__Data supplied__:
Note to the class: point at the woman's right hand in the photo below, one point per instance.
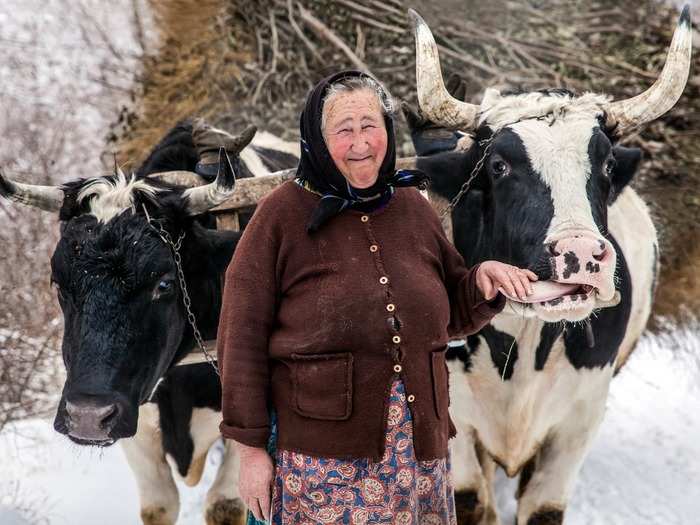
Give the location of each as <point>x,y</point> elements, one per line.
<point>255,476</point>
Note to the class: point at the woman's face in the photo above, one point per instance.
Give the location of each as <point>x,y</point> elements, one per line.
<point>356,135</point>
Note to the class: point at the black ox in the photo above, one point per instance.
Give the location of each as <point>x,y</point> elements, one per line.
<point>125,324</point>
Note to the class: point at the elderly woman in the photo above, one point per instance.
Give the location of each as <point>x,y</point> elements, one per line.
<point>338,305</point>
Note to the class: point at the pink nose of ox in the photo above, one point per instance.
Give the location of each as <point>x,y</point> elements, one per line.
<point>579,257</point>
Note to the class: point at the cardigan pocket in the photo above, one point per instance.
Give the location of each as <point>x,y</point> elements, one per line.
<point>439,371</point>
<point>322,385</point>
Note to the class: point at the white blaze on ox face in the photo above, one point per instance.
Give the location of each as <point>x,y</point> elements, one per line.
<point>557,146</point>
<point>109,197</point>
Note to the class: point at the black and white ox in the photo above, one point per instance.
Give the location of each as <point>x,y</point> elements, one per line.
<point>126,327</point>
<point>552,195</point>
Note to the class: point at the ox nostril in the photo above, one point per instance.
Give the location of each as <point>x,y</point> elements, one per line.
<point>602,255</point>
<point>92,419</point>
<point>108,416</point>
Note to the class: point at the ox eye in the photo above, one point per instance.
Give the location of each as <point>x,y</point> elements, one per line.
<point>165,285</point>
<point>500,168</point>
<point>164,288</point>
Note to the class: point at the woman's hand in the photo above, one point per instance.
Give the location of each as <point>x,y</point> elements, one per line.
<point>255,477</point>
<point>514,281</point>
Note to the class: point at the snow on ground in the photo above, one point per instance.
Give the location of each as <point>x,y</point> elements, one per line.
<point>643,469</point>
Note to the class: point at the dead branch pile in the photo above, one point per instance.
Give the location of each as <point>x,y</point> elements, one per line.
<point>240,62</point>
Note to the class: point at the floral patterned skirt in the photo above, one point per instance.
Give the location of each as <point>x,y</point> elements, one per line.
<point>399,489</point>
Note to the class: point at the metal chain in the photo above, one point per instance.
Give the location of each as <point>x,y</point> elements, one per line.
<point>465,187</point>
<point>175,247</point>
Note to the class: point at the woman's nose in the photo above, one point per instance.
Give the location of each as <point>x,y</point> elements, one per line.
<point>359,143</point>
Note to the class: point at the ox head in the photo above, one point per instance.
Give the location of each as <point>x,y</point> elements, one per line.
<point>547,168</point>
<point>117,285</point>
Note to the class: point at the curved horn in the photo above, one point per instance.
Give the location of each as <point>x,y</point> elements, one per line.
<point>47,198</point>
<point>204,198</point>
<point>667,89</point>
<point>434,99</point>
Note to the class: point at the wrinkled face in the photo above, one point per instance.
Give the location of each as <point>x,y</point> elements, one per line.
<point>356,135</point>
<point>548,185</point>
<point>116,283</point>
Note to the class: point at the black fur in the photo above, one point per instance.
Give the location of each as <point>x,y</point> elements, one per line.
<point>504,350</point>
<point>506,218</point>
<point>609,325</point>
<point>548,336</point>
<point>124,320</point>
<point>184,389</point>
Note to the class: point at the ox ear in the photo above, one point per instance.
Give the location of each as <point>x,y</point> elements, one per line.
<point>626,164</point>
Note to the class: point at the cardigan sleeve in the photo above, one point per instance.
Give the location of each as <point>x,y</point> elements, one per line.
<point>469,310</point>
<point>247,316</point>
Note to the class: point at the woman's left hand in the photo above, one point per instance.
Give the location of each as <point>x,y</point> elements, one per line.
<point>492,275</point>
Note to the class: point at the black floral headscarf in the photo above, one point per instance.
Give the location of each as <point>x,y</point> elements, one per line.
<point>318,171</point>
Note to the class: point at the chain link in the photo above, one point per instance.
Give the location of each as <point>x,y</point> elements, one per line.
<point>465,187</point>
<point>175,247</point>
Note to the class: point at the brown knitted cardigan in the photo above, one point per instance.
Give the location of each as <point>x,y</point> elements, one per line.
<point>320,325</point>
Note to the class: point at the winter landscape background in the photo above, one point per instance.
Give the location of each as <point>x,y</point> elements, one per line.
<point>67,71</point>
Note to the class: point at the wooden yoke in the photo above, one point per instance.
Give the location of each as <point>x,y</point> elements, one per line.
<point>248,191</point>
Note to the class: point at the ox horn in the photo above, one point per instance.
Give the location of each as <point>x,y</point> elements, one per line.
<point>204,198</point>
<point>47,198</point>
<point>665,92</point>
<point>435,101</point>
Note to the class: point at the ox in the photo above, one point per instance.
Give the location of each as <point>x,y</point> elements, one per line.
<point>549,192</point>
<point>125,326</point>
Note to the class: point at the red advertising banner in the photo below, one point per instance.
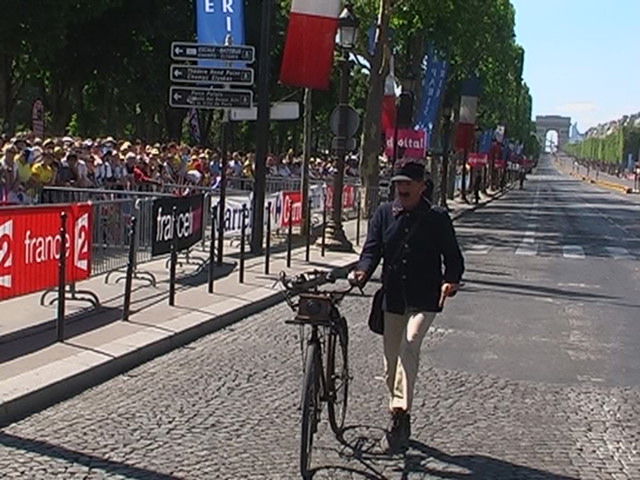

__Objective__: Can you give the items again from the line containing "Note to the class: point at the ox eye" through the line containing "<point>643,469</point>", with "Note to the class" swapped out for "Note for students" and nothing else changed?

__Written answer__:
Note for students: point at the ox eye in the photo above, one point per instance.
Give the location of each as <point>x,y</point> elements, one per line.
<point>165,285</point>
<point>500,168</point>
<point>164,288</point>
Note for students: point at the woman's hand in the photo above, one point per instance.
Give the location of each as <point>x,y</point> elements, one per line.
<point>255,477</point>
<point>514,281</point>
Note for students: point at the snow on ground in the photo above, one point per instance.
Give the location of each as <point>x,y</point> elements, one per line.
<point>643,469</point>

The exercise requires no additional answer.